Records shown:
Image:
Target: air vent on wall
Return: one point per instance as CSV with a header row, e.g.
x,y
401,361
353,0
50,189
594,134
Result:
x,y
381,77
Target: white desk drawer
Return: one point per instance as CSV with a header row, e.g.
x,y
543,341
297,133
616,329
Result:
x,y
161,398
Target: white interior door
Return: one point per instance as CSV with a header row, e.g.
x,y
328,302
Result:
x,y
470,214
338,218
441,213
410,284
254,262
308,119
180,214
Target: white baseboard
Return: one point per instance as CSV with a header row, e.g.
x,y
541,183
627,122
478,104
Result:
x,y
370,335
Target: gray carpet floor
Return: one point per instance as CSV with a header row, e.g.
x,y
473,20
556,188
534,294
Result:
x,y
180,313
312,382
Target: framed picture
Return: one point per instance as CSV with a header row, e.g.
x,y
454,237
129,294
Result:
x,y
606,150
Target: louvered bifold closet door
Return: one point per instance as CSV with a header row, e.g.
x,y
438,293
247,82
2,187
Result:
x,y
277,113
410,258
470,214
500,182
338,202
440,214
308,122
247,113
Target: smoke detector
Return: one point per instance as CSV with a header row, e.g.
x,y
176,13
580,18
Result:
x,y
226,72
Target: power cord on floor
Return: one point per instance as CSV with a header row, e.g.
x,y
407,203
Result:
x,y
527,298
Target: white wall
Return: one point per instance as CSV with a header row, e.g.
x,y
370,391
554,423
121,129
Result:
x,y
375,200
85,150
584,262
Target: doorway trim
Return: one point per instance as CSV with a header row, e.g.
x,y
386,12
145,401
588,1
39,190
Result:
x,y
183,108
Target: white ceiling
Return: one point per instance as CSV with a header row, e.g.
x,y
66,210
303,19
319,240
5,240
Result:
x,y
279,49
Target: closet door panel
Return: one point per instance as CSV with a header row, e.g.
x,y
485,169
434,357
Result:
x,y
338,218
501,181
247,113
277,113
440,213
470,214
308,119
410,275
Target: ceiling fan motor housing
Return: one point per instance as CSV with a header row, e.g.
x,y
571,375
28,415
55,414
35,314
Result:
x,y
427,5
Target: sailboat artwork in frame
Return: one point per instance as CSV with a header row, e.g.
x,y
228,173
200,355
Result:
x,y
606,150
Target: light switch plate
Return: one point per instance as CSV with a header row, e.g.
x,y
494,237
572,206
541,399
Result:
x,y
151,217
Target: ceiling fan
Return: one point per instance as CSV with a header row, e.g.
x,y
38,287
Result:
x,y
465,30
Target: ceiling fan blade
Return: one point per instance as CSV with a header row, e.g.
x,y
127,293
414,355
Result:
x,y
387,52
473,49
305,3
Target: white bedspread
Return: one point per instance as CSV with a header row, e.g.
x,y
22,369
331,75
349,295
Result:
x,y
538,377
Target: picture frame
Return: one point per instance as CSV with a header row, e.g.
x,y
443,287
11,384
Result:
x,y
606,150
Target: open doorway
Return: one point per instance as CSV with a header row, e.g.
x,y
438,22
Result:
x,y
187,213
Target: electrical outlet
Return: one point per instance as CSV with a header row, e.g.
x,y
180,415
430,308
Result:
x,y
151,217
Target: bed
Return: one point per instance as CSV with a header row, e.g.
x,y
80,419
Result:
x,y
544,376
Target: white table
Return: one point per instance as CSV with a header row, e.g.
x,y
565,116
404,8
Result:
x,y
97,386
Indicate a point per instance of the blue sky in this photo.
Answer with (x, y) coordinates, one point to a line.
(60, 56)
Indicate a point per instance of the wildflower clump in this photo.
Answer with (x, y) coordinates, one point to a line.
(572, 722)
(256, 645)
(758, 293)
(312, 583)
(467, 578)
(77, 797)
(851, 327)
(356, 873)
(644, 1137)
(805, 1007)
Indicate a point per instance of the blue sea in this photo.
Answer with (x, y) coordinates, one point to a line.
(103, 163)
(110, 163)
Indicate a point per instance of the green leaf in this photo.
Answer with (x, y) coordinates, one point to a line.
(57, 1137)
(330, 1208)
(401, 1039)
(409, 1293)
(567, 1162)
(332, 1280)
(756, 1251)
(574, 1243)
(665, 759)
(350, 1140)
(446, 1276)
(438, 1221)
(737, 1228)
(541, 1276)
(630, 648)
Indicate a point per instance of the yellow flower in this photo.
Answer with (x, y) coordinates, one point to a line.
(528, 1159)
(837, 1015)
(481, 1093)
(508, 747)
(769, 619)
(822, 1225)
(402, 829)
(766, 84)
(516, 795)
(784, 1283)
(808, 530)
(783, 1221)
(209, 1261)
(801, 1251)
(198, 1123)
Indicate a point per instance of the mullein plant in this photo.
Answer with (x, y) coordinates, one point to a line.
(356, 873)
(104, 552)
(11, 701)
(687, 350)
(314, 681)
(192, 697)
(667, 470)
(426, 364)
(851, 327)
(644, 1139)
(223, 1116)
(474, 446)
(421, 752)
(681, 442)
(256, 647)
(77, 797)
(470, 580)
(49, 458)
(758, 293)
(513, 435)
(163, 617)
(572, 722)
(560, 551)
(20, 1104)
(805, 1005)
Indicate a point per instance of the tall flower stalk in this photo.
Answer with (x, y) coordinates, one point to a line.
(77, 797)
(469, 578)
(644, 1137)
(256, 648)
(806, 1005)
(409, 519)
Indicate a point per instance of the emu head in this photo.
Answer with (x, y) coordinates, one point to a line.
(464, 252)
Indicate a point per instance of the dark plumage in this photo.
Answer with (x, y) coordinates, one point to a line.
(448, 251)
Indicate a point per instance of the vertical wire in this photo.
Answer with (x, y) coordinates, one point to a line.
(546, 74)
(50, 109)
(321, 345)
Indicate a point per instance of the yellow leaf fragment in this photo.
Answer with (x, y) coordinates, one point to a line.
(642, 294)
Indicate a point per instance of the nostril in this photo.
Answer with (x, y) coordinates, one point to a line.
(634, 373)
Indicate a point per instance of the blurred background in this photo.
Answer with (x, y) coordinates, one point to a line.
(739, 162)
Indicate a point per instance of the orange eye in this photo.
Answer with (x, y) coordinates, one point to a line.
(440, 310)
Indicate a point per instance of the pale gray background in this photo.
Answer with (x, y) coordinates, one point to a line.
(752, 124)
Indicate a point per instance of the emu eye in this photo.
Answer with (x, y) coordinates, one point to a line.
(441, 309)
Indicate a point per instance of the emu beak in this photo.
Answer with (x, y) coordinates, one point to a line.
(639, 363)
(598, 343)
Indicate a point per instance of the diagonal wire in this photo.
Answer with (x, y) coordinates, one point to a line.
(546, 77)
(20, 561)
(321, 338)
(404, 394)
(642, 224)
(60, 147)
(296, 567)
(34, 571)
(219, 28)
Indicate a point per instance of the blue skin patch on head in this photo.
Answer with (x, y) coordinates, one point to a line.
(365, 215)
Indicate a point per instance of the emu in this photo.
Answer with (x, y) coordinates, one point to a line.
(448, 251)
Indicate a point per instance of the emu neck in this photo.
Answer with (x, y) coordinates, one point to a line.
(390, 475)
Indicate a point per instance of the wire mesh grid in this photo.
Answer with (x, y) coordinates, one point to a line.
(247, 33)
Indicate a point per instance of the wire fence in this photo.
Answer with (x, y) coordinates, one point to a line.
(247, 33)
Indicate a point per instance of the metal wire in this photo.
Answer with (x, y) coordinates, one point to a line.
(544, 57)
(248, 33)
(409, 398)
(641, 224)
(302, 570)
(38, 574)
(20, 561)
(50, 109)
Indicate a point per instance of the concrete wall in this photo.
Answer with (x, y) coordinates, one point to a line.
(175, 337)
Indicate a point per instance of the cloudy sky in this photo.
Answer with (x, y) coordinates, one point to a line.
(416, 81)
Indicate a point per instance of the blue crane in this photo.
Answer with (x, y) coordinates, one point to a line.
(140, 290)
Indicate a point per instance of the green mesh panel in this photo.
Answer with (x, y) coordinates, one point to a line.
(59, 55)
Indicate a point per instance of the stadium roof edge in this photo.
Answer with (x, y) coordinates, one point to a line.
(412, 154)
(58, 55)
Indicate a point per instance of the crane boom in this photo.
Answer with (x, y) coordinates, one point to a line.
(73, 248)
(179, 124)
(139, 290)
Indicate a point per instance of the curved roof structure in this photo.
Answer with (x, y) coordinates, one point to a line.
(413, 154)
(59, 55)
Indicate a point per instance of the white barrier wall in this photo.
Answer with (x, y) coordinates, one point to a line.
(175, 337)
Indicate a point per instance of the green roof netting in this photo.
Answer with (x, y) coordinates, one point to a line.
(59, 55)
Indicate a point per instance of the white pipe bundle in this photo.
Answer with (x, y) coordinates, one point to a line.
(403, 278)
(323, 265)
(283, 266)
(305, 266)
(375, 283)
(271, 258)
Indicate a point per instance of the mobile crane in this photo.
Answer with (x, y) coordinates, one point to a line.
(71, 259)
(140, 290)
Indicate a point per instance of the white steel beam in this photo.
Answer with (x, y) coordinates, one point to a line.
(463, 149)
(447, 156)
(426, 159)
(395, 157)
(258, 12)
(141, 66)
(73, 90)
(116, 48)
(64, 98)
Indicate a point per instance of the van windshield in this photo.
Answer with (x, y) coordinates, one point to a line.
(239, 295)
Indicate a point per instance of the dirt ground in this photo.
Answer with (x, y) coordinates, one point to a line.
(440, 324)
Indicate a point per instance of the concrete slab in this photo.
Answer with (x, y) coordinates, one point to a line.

Task directions: Only one stretch of the entries above is wanted: the lines from the one containing "Target: gray carpet floor" through the one containing "Target: white wall". Please reproduce it exactly.

Answer to this problem:
Target: gray carpet floor
Return: one point per instance as CSV with a header row, e.g.
x,y
473,20
556,188
534,294
Result:
x,y
180,313
312,382
Target: framed picture
Return: one point per instance as CSV with a header row, e.g.
x,y
454,237
129,294
Result:
x,y
606,150
Target: louvered bifold closet door
Return: one point per instance as CSV with a header row, e.g.
x,y
438,293
247,82
2,187
Result:
x,y
277,113
410,258
470,214
500,182
338,202
440,214
308,122
247,113
Target: smoke detector
Return: one point per instance as CSV with a header row, e.g.
x,y
176,13
580,18
Result:
x,y
226,72
Target: power cord on floor
Return: one point per instance as CSV with a header row, e.g.
x,y
407,203
Result:
x,y
527,298
Target: white wall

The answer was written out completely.